[[ Dataset records, beginning ]]
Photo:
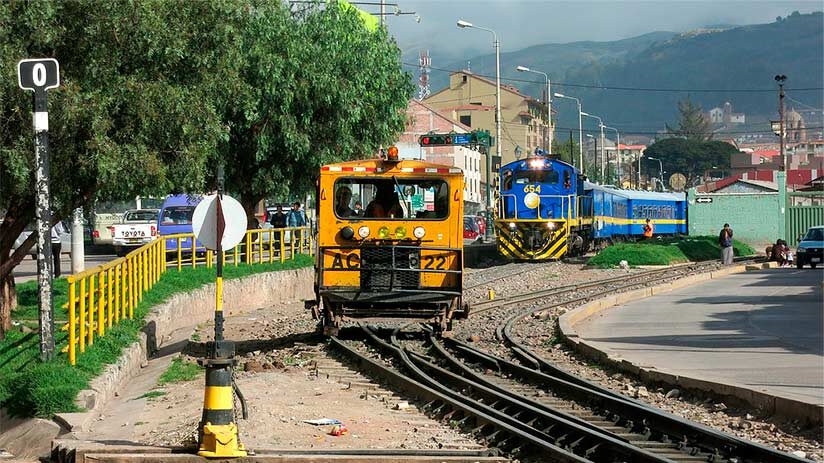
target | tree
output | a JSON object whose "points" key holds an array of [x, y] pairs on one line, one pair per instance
{"points": [[692, 124], [313, 88], [129, 116], [691, 158]]}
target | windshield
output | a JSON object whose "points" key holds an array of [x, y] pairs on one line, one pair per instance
{"points": [[146, 216], [814, 234], [391, 198], [177, 215]]}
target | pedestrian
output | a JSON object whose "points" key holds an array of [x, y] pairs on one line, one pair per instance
{"points": [[649, 229], [278, 221], [57, 232], [725, 240], [296, 218]]}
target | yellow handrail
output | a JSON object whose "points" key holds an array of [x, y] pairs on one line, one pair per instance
{"points": [[102, 297]]}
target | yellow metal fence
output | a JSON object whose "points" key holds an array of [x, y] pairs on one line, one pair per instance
{"points": [[102, 297]]}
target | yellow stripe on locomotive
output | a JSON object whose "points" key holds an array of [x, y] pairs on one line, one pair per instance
{"points": [[390, 242]]}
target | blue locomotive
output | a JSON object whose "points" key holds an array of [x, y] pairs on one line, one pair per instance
{"points": [[547, 210]]}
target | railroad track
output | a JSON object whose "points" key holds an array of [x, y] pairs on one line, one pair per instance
{"points": [[617, 283], [532, 405]]}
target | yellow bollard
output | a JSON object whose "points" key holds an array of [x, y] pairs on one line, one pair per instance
{"points": [[72, 323], [82, 301]]}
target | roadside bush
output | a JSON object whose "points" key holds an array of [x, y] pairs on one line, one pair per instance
{"points": [[666, 251], [29, 387]]}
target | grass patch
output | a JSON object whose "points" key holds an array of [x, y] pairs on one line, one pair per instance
{"points": [[179, 371], [666, 251], [29, 387], [152, 395]]}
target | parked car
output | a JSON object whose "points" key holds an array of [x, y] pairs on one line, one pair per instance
{"points": [[65, 240], [176, 217], [810, 248], [472, 233], [139, 226]]}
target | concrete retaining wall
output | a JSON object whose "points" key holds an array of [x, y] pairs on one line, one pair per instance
{"points": [[182, 310], [768, 403]]}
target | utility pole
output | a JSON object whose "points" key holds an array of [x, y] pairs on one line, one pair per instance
{"points": [[780, 79]]}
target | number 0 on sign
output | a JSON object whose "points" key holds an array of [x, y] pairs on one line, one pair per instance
{"points": [[204, 222], [38, 74]]}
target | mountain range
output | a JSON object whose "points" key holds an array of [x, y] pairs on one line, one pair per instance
{"points": [[635, 84]]}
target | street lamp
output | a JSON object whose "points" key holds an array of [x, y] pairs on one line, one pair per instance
{"points": [[660, 170], [548, 104], [464, 25], [617, 152], [580, 131], [601, 126]]}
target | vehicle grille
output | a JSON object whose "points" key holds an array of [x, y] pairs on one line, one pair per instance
{"points": [[377, 272]]}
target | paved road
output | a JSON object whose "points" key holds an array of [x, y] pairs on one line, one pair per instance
{"points": [[762, 330], [27, 269]]}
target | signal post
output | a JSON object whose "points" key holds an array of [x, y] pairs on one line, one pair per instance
{"points": [[219, 224]]}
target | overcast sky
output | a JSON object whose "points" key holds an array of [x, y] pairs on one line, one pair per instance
{"points": [[521, 23]]}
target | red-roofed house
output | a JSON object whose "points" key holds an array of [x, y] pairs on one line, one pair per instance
{"points": [[424, 119], [470, 99]]}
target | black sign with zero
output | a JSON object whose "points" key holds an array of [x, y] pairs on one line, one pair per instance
{"points": [[38, 74]]}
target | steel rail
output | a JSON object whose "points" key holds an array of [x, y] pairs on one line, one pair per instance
{"points": [[600, 444], [690, 433], [484, 416]]}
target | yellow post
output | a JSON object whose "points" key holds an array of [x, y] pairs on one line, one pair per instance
{"points": [[82, 301], [132, 289], [248, 248], [101, 300], [109, 302], [271, 246], [292, 244], [117, 296], [179, 255], [145, 260], [92, 310], [282, 246], [72, 323]]}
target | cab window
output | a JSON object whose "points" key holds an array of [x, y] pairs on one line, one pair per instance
{"points": [[177, 215], [391, 198], [536, 176]]}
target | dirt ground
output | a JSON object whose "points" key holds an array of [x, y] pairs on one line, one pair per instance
{"points": [[282, 389]]}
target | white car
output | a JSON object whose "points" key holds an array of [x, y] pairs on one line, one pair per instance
{"points": [[65, 240]]}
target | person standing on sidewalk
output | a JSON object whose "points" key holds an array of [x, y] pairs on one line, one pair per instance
{"points": [[725, 240]]}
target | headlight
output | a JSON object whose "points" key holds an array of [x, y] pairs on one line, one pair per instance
{"points": [[531, 200]]}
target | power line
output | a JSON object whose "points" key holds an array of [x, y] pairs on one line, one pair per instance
{"points": [[628, 89]]}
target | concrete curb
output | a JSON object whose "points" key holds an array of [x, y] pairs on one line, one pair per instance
{"points": [[180, 311], [772, 404]]}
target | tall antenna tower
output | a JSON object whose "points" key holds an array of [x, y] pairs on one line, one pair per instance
{"points": [[424, 62]]}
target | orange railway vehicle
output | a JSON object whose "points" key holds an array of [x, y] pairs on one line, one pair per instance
{"points": [[390, 243]]}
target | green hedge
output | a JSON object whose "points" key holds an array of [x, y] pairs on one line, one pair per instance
{"points": [[666, 251], [29, 387]]}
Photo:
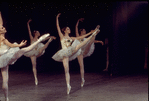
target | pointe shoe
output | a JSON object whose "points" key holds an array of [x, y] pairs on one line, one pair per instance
{"points": [[43, 37], [6, 99], [36, 82], [82, 84], [68, 89], [96, 32]]}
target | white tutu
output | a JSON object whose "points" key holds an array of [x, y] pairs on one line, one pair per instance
{"points": [[35, 51], [8, 57], [90, 51], [67, 52]]}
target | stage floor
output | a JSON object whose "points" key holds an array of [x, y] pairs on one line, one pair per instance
{"points": [[98, 87]]}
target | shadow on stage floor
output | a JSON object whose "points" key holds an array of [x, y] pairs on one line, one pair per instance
{"points": [[98, 87]]}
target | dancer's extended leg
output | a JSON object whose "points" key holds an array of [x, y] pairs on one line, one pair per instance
{"points": [[33, 60], [44, 47], [86, 41], [5, 77], [29, 48], [67, 75], [81, 63]]}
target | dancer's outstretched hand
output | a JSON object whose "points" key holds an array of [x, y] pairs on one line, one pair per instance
{"points": [[29, 21], [58, 15], [81, 19], [23, 43]]}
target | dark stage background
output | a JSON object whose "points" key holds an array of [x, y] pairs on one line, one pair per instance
{"points": [[125, 24]]}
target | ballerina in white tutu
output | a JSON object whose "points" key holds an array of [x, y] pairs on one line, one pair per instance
{"points": [[10, 52], [71, 48], [86, 50], [38, 50]]}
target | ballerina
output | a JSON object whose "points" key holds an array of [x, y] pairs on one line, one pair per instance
{"points": [[87, 50], [70, 50], [10, 52], [38, 50]]}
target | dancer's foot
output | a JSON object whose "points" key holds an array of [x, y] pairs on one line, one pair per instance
{"points": [[36, 82], [105, 70], [96, 32], [68, 89], [3, 52], [82, 83], [43, 37], [97, 27]]}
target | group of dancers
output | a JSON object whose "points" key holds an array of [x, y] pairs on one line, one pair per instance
{"points": [[78, 47]]}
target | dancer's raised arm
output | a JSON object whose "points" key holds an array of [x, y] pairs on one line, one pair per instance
{"points": [[23, 43], [77, 32], [58, 27], [83, 36], [1, 21], [29, 30]]}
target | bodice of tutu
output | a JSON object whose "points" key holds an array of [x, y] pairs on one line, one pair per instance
{"points": [[3, 46], [65, 42]]}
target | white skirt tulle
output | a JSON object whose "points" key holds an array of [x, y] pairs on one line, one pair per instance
{"points": [[35, 51], [89, 51], [67, 52], [8, 58]]}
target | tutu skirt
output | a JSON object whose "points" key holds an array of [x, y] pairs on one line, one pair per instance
{"points": [[67, 52], [35, 51], [90, 49], [8, 57]]}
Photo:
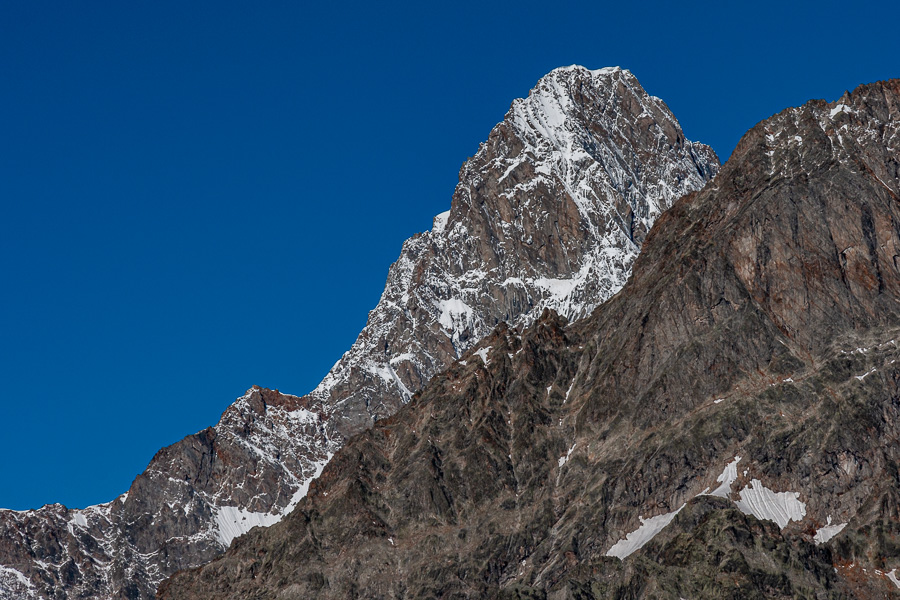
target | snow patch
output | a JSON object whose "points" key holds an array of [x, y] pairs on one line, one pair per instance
{"points": [[728, 476], [13, 580], [639, 537], [763, 503], [839, 109], [564, 459], [440, 222], [455, 314], [232, 521], [823, 534], [482, 352]]}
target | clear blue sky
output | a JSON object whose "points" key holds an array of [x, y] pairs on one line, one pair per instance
{"points": [[201, 196]]}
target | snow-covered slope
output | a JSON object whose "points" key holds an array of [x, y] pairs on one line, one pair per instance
{"points": [[549, 213]]}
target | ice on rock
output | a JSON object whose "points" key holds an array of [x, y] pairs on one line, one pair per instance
{"points": [[823, 534], [763, 503], [638, 538]]}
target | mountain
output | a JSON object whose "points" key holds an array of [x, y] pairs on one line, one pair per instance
{"points": [[549, 213], [726, 426]]}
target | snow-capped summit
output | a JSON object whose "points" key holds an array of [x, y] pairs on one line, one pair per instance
{"points": [[550, 213]]}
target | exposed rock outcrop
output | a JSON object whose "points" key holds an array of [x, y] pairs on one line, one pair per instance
{"points": [[550, 212], [725, 426]]}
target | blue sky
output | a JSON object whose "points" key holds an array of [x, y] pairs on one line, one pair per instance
{"points": [[198, 197]]}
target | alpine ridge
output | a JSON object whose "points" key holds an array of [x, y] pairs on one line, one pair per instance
{"points": [[726, 426], [551, 212]]}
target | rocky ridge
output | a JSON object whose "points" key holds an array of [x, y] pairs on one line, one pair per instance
{"points": [[725, 426], [550, 212]]}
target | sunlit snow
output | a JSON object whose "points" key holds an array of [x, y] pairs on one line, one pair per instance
{"points": [[639, 537]]}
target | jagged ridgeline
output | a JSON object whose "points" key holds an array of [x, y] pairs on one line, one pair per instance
{"points": [[726, 426], [550, 213]]}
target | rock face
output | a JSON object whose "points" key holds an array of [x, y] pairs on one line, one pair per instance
{"points": [[550, 213], [725, 426]]}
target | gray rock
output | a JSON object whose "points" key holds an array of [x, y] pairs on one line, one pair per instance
{"points": [[762, 321], [550, 213]]}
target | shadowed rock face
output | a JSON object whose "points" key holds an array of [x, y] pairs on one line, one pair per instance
{"points": [[550, 212], [743, 388]]}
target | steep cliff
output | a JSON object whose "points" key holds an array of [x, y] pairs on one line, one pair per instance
{"points": [[725, 426], [550, 212]]}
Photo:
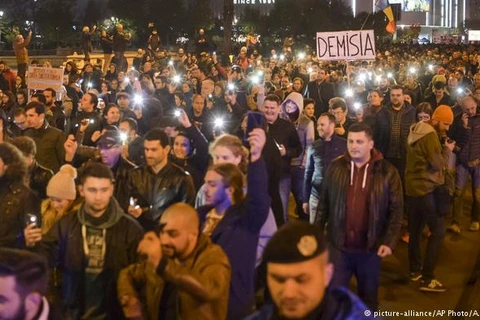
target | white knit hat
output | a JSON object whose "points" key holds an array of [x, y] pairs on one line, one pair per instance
{"points": [[62, 185]]}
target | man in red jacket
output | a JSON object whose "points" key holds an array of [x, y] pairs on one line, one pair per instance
{"points": [[362, 201]]}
[[ Dataset records, end ]]
Requirement:
Where the listing above reaches the line that contains "target | power line", start retyping, and finish with the line that contains "target | tall antenna tower"; reproduce those lines exactly and no others.

Response box:
target | power line
output | a JSON object whose "points" key holds an array of [x, y] pairs on one line, one pair per instance
{"points": [[628, 89]]}
target | concrete curb
output | a JSON object whose "points" key holds an array of [x, y] pairs on one line, one pair per instance
{"points": [[180, 311], [772, 404]]}
target | tall antenna tower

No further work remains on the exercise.